◆ **The request**: Please print exactly the lines running from the one that contains "If you could point at the small" to the end of the data, with both lines included.

◆ **Task input**:

■ ■ ■ ■ ■

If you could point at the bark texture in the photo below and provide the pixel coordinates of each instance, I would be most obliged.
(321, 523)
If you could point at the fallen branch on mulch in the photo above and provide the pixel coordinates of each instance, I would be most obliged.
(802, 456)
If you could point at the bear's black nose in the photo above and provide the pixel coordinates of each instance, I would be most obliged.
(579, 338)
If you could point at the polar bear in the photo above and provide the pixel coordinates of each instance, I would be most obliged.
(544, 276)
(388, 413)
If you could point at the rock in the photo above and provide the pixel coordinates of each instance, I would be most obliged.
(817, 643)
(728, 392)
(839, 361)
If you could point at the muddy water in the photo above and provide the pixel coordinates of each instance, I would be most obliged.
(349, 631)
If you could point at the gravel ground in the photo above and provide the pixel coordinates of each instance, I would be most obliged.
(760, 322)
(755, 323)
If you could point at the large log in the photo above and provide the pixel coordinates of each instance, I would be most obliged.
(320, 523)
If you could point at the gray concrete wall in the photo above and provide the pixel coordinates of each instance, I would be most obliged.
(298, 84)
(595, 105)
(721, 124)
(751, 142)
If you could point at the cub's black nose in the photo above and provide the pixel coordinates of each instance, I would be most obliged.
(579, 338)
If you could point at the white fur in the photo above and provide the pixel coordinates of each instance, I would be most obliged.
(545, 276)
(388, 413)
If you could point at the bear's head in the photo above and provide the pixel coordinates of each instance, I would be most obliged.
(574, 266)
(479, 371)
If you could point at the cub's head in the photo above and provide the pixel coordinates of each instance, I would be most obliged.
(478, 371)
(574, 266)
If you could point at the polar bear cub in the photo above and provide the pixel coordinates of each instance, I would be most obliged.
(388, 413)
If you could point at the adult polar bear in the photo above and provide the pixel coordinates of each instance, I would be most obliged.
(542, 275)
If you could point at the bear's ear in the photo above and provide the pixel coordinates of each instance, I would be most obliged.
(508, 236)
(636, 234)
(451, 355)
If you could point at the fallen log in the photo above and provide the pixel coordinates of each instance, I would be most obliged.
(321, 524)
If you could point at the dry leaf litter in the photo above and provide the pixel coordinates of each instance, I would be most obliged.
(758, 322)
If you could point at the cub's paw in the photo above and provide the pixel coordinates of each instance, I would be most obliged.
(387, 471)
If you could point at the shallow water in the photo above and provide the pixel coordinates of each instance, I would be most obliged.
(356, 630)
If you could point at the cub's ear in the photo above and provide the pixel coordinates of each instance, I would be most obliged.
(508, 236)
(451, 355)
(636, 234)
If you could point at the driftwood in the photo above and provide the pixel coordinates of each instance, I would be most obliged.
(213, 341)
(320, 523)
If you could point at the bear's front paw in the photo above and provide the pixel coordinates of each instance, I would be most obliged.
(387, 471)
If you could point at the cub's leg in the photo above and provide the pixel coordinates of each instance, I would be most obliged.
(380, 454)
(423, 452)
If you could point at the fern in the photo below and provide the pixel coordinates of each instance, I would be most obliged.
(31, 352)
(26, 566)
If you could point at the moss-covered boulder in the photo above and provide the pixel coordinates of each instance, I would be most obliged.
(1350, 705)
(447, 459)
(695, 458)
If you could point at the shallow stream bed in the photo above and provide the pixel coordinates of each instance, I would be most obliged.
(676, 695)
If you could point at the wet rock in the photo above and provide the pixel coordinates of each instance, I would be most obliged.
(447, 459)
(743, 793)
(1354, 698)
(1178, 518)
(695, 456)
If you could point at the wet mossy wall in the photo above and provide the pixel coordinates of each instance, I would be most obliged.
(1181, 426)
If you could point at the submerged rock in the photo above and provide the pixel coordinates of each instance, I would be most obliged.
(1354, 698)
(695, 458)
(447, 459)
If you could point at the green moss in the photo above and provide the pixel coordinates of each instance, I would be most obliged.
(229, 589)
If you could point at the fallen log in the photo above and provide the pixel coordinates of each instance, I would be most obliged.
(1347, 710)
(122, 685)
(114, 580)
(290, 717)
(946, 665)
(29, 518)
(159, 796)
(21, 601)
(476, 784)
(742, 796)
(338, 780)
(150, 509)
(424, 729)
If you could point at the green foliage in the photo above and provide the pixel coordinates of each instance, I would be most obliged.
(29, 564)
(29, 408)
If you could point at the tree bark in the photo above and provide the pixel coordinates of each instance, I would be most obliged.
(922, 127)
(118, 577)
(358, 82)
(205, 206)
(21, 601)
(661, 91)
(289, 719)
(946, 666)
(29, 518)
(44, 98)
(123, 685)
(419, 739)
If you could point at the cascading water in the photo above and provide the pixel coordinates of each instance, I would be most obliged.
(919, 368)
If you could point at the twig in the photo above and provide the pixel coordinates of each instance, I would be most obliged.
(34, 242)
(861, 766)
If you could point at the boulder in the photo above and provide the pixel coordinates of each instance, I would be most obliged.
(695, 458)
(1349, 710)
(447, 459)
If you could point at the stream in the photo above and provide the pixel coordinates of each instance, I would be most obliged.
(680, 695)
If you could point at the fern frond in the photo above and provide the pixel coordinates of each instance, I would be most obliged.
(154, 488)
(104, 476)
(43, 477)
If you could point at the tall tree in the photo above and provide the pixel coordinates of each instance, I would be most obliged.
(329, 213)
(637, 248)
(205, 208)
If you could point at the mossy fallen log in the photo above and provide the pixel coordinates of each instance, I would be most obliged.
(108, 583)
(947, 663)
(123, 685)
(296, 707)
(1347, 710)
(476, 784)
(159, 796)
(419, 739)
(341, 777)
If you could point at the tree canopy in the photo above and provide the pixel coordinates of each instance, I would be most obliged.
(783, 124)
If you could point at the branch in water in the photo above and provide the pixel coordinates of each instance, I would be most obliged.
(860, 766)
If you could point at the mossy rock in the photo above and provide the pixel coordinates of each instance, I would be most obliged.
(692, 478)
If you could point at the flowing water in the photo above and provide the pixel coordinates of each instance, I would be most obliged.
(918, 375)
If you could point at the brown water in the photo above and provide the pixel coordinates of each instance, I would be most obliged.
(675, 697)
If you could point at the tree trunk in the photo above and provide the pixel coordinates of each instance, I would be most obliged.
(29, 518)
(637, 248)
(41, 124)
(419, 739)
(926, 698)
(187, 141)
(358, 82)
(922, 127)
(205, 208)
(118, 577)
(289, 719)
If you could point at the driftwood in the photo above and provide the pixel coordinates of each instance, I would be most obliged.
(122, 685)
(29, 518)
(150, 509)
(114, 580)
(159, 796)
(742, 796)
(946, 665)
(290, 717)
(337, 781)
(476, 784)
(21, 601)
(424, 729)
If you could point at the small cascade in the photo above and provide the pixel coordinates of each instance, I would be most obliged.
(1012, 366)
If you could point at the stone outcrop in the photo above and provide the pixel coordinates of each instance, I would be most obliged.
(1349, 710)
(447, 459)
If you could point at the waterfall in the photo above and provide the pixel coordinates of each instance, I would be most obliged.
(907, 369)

■ ■ ■ ■ ■

◆ **Final result**:
If you could point at the small cascade in the photo above and provide the pixel coordinates of each instance, I would be most obliged.
(1012, 366)
If you could point at the stone outcrop in the photo above and provide the pixel coordinates of each instance, I would be most obliged.
(1349, 710)
(447, 459)
If you could point at the waterfall in the photo above and provide the pixel coordinates of each instance, I would be most obliged.
(907, 369)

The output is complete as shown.